**Data for processing**.

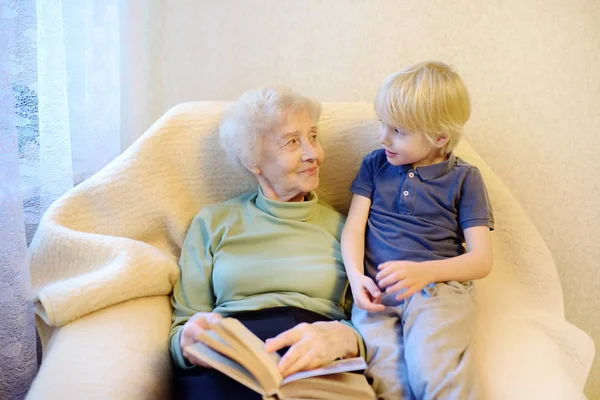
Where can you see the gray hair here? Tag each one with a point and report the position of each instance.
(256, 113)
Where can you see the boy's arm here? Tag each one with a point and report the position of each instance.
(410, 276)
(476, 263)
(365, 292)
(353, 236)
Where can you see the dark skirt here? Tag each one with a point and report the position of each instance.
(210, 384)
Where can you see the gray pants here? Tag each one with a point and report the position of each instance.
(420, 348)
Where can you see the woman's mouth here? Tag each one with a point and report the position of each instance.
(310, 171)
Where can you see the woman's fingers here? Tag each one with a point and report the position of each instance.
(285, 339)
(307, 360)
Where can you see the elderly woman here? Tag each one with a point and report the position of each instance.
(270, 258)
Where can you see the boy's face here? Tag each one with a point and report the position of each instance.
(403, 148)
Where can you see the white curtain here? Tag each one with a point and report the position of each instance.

**Assignment**.
Using the entries above, give again each line from the one containing "Where can you see the woman's mouth" through the last line, exactly and only those.

**Solution below**.
Where can you see the woman's mouth here? Tag each one with a point and report the position of each instance.
(310, 171)
Where can you see the woman's fingers here? Tag each one with a point and report the position of each instance.
(285, 339)
(307, 360)
Where can you see the elderly woman here? Tag each one with a point and report the position of each instance.
(270, 258)
Where can you see the boy's face here? Tag each one with a point and report the position of each instance.
(403, 148)
Where can you see the white curtain here? Tag each one with a point and report the position of each instance.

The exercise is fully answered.